Count the rows below that contain the string "every", treating case as significant. Reply with the number only.

— begin Information given —

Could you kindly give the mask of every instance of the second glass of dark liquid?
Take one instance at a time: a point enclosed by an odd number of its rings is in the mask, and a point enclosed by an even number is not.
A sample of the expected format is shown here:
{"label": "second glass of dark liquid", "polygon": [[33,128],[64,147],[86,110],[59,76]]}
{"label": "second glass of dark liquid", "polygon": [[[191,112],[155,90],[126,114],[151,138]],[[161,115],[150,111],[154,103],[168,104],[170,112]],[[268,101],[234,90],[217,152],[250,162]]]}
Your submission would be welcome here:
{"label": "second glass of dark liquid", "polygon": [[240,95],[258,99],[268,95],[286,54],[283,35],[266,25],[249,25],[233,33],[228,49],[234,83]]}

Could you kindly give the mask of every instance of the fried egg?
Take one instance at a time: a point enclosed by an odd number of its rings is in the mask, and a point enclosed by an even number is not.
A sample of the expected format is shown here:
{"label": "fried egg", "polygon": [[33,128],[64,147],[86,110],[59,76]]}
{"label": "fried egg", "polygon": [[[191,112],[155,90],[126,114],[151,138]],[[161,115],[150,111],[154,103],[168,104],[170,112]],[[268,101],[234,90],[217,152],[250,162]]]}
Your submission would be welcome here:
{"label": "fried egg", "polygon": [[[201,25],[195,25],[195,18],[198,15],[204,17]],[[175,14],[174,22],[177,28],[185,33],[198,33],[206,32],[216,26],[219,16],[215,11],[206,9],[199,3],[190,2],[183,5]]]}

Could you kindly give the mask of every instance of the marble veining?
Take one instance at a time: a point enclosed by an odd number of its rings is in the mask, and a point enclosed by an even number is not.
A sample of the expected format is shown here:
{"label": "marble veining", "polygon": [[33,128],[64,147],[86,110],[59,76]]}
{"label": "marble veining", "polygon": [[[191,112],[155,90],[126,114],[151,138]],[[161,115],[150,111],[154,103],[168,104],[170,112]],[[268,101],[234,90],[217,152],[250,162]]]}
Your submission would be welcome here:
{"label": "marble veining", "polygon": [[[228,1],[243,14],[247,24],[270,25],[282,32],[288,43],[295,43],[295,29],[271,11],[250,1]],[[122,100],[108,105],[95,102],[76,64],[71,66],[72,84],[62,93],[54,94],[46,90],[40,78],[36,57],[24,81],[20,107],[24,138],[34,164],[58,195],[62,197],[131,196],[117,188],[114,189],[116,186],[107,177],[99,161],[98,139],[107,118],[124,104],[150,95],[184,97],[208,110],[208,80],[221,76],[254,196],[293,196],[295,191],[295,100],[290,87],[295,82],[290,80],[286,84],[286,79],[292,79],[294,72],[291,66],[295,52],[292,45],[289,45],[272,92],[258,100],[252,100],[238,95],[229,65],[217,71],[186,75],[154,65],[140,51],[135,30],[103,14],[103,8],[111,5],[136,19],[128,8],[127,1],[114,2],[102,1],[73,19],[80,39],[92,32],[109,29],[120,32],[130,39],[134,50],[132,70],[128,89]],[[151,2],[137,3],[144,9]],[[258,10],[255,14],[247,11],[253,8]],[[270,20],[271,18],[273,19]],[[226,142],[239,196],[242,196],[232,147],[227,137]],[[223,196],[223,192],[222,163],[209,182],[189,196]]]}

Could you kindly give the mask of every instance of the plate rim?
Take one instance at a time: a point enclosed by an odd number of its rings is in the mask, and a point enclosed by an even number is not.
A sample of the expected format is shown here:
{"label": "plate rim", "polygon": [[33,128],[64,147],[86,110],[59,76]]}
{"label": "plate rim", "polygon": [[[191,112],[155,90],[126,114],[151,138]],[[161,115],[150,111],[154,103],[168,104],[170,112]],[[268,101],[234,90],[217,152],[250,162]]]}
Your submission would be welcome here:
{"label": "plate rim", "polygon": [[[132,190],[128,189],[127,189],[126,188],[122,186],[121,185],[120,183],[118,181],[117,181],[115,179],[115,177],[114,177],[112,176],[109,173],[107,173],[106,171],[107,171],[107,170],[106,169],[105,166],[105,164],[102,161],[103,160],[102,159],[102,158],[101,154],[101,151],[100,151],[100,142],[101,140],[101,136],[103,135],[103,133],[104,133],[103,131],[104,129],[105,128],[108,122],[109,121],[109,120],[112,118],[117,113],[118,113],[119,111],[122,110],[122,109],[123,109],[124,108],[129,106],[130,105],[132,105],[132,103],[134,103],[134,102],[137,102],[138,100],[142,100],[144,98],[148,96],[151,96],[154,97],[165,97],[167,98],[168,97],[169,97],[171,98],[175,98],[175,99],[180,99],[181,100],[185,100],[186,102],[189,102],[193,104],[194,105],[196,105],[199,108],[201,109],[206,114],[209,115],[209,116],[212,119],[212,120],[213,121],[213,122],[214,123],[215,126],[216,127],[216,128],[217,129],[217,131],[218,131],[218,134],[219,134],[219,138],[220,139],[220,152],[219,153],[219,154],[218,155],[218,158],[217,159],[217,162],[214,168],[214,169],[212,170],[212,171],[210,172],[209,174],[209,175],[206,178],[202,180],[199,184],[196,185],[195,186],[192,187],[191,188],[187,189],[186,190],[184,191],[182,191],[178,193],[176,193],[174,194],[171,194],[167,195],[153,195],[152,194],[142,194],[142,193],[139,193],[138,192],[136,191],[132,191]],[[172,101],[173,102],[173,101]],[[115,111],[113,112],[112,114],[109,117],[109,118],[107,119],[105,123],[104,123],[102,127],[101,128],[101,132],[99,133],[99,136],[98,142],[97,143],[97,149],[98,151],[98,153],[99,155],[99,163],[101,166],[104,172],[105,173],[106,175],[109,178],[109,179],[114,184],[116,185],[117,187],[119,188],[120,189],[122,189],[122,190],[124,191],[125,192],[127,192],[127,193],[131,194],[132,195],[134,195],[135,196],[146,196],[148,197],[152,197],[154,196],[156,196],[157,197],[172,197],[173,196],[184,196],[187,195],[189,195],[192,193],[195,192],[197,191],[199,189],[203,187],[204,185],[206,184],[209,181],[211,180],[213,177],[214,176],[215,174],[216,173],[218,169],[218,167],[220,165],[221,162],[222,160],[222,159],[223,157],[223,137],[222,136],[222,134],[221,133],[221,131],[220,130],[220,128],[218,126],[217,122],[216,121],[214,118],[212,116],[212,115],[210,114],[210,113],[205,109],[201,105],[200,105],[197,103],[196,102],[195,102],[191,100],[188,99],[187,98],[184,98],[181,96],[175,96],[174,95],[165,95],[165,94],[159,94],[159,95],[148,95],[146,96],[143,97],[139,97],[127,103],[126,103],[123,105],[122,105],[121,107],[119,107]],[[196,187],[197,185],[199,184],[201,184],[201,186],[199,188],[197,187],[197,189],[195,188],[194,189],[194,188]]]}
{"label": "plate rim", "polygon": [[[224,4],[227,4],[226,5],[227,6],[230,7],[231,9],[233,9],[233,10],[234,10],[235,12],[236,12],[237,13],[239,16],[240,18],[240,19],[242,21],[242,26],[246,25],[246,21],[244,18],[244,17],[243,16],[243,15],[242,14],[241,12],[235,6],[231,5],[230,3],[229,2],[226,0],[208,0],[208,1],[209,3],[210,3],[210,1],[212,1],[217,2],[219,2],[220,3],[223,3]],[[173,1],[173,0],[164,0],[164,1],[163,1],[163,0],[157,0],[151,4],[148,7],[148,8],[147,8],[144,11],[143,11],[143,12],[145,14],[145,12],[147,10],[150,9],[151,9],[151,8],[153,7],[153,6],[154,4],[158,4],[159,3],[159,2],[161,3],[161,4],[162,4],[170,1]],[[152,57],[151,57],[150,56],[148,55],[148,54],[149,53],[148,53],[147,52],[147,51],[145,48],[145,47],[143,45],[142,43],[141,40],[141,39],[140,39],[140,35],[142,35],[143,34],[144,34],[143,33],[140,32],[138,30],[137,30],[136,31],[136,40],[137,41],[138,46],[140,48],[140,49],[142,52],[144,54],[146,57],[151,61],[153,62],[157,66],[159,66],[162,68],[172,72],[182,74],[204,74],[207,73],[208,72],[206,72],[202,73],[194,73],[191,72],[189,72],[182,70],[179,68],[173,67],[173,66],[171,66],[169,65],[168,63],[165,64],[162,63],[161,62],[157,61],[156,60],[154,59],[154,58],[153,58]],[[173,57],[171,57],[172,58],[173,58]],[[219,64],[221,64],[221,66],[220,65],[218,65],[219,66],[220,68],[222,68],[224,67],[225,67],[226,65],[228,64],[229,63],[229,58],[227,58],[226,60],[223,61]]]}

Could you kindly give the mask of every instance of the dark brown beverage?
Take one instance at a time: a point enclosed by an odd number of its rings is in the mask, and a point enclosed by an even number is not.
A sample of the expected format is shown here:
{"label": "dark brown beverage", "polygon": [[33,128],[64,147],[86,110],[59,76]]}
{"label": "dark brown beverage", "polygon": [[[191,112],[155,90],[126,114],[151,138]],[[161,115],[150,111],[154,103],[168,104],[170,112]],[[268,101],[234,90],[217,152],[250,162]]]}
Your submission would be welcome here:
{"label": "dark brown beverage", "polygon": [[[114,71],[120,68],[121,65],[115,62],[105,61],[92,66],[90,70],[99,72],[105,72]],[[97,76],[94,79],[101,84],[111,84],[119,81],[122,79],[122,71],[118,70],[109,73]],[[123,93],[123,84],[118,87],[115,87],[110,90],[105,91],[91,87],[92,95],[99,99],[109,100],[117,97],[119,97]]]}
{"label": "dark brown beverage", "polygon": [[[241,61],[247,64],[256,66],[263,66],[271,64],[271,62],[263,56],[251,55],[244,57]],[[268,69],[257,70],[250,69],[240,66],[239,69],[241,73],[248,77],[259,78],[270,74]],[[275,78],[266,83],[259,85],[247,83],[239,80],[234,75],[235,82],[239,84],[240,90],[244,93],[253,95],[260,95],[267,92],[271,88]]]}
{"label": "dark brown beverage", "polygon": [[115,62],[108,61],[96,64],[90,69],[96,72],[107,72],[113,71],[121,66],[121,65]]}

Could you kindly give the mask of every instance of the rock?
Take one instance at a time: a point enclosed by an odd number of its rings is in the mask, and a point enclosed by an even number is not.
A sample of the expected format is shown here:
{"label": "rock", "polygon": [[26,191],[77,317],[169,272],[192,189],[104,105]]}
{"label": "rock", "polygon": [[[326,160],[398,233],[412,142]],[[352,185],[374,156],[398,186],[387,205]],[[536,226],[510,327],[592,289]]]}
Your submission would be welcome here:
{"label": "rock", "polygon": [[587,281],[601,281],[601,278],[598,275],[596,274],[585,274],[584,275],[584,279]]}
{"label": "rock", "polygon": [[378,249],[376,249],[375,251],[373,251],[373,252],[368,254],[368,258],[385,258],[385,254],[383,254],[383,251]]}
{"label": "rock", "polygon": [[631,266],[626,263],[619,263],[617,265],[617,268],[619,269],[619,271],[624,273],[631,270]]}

— end Information given —

◆ Final result
6